• **Passage shown**:

I'm making an application where there is a certain thread (MulticastListenerThread) which has a MulticastSocket and is listening for UDP (datagram) packets sent to the multicast group the socket is listening too.
This works. I can join a multicast group, send a message to that group and receive it through the MulticastSocket.
However, I would like to determine, from the receiver point of view, from which multicast group he received the packet. The following code gives me the address of the originator of the packet, not the multicast group:
DatagramPacket packet = new DatagramPacket(buf, buf.length);
mlcSenderSocket.receive(packet);
String src_addr = packet.getAddress().getHostAddress();
The code for sending the packet is as follows:
InetAddress address = InetAddress.getByName(dest);
packet = new DatagramPacket(payload, payload.length,
address, mlcEventPort);
LLog.out(this,"[NC] MLC packet Sent to ev port MLC " + mlcEventPort
+ " and to addr " + address);
mlcSenderSocket.send(packet);
Is it at all possible to determine which group sent the packet?

• **Tasks to perform**:
- a) According to the post, what does the receiving code return instead of the multicast group?
- b) Write out the part of the post that opens with "However, I would" and closes with "sent the packet?", swapping "mlcEventPort" for "eventPort".
The rows that follow are unconnected to the post.

• **Data extract**:
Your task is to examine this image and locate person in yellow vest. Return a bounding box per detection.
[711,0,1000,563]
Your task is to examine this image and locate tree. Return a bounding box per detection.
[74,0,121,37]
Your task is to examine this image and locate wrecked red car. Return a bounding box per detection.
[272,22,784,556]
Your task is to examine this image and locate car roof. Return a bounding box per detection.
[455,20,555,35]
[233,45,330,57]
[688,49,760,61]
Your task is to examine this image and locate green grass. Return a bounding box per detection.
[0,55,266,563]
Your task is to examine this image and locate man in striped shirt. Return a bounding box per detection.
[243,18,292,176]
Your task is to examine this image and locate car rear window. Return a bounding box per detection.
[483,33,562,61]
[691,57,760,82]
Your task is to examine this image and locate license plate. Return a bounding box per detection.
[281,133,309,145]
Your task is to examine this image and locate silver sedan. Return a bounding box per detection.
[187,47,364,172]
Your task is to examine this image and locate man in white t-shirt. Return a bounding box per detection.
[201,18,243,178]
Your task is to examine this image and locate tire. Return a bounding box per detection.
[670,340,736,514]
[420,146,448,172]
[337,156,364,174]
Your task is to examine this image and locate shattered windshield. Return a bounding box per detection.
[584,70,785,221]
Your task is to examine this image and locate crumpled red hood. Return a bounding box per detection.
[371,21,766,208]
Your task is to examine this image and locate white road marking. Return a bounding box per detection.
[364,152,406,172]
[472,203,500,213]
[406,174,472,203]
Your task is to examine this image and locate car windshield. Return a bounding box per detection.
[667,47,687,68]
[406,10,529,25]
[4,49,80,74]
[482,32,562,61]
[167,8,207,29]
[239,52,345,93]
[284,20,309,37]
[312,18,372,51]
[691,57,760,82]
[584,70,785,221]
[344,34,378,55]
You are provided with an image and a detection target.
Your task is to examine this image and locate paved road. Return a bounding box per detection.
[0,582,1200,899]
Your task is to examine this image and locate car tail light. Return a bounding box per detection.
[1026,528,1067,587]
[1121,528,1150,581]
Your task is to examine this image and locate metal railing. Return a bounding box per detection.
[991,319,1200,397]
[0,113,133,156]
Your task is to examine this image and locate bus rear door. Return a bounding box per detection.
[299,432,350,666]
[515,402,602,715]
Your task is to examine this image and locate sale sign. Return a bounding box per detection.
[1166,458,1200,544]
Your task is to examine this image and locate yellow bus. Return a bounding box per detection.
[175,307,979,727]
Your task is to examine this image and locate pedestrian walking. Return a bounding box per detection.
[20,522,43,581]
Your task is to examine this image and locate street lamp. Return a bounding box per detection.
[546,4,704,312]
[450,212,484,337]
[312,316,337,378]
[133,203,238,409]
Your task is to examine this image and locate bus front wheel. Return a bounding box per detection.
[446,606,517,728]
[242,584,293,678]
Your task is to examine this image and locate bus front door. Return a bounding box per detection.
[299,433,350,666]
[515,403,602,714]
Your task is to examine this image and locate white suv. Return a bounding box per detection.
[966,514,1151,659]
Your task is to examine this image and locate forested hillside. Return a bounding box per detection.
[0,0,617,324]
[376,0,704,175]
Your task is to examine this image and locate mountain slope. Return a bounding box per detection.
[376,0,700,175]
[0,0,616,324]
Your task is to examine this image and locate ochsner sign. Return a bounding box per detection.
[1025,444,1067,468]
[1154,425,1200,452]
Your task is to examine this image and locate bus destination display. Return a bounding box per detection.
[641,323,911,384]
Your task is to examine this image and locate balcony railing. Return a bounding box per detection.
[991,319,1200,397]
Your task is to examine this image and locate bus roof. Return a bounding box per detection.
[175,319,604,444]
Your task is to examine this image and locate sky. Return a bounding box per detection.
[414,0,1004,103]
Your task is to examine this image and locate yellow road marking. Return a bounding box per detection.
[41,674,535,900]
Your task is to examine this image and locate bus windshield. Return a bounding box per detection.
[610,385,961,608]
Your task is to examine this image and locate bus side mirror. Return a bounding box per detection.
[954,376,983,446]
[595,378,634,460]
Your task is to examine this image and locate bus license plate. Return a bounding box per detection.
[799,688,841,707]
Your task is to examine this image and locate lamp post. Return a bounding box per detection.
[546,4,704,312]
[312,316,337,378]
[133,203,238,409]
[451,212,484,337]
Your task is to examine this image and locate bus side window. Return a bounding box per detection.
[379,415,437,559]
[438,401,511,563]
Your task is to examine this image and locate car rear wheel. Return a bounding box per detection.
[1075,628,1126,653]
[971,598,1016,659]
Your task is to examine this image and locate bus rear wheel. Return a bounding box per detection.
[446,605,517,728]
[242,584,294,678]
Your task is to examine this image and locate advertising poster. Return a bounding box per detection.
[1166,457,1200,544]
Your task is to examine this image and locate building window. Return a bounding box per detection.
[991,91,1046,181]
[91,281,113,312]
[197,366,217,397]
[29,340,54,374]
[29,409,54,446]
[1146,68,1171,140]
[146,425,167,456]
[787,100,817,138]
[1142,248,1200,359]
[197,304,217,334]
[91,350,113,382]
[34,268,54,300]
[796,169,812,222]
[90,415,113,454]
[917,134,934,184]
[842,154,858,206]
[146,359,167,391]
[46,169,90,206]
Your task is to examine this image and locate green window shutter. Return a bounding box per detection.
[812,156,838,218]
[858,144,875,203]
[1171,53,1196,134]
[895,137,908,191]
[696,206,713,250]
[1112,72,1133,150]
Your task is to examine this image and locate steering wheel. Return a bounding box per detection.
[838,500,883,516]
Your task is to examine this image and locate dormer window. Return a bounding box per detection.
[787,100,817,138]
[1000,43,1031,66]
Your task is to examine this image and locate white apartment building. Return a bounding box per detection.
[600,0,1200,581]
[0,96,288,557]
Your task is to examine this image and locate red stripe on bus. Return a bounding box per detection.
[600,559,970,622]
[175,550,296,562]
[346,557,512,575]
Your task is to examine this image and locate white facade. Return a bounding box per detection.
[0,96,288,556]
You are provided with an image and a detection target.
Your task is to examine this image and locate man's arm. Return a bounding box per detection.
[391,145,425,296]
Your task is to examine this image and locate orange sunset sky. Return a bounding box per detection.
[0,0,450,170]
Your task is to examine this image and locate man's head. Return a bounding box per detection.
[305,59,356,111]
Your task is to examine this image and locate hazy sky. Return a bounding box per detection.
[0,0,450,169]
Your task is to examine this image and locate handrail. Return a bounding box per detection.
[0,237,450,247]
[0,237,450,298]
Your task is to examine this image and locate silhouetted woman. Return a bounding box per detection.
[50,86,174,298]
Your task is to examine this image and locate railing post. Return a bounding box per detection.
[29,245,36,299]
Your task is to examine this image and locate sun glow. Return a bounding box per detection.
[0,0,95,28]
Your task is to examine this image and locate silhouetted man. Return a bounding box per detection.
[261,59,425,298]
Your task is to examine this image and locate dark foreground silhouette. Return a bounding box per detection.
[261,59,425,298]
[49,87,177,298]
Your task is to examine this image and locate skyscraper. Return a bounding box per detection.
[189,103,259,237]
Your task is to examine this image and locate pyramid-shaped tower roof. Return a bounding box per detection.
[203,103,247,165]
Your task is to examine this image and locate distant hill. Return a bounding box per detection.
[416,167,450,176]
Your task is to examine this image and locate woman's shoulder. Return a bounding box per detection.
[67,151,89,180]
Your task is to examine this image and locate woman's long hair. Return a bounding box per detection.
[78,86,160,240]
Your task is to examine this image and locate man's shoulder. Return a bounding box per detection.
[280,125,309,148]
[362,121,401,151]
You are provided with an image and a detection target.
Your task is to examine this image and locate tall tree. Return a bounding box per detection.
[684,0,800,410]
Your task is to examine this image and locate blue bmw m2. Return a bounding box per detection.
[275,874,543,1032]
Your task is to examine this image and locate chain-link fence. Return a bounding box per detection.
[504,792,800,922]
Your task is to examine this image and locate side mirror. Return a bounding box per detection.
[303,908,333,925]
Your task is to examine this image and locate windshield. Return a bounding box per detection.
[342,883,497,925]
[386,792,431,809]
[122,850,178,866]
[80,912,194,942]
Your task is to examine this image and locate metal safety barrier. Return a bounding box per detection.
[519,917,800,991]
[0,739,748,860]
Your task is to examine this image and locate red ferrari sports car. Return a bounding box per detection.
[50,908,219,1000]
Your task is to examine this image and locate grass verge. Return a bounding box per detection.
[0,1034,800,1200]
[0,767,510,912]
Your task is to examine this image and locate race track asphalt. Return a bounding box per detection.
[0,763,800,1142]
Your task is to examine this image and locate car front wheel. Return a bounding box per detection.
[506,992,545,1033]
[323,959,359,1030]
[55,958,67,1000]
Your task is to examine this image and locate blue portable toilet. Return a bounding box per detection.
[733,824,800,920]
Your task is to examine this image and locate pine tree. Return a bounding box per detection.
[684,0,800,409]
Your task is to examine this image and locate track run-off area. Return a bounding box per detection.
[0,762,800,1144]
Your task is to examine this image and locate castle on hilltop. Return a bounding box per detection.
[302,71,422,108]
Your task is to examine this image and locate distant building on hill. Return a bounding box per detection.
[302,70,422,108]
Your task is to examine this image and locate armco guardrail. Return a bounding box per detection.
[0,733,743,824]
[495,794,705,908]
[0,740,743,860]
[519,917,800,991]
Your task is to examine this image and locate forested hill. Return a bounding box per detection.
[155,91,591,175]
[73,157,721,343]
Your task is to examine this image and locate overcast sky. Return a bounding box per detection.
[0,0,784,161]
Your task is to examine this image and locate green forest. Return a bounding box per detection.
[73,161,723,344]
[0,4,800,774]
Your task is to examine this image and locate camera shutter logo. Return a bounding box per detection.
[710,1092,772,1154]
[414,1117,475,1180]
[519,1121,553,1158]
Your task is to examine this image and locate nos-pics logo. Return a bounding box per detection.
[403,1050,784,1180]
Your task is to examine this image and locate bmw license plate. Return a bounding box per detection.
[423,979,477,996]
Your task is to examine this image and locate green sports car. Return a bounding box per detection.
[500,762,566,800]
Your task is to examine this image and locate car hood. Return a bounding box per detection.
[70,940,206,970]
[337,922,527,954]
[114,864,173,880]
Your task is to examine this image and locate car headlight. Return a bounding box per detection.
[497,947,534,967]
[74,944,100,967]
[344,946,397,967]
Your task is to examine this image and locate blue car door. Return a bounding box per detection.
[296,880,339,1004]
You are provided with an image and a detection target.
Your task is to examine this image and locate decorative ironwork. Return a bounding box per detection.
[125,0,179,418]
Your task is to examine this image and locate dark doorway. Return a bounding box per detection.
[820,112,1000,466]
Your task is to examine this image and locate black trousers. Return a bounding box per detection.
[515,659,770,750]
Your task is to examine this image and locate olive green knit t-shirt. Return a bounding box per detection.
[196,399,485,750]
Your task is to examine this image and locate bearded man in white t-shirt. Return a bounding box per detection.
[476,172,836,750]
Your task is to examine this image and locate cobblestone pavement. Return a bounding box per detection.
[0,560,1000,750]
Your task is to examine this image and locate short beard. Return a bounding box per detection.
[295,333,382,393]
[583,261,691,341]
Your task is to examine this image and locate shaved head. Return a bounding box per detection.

• **Full solutions**:
- a) The address of the originator of the packet.

- b)
However, I would like to determine, from the receiver point of view, from which multicast group he received the packet. The following code gives me the address of the originator of the packet, not the multicast group:
DatagramPacket packet = new DatagramPacket(buf, buf.length);
mlcSenderSocket.receive(packet);
String src_addr = packet.getAddress().getHostAddress();
The code for sending the packet is as follows:
InetAddress address = InetAddress.getByName(dest);
packet = new DatagramPacket(payload, payload.length,
address, eventPort);
LLog.out(this,"[NC] MLC packet Sent to ev port MLC " + eventPort
+ " and to addr " + address);
mlcSenderSocket.send(packet);
Is it at all possible to determine which group sent the packet?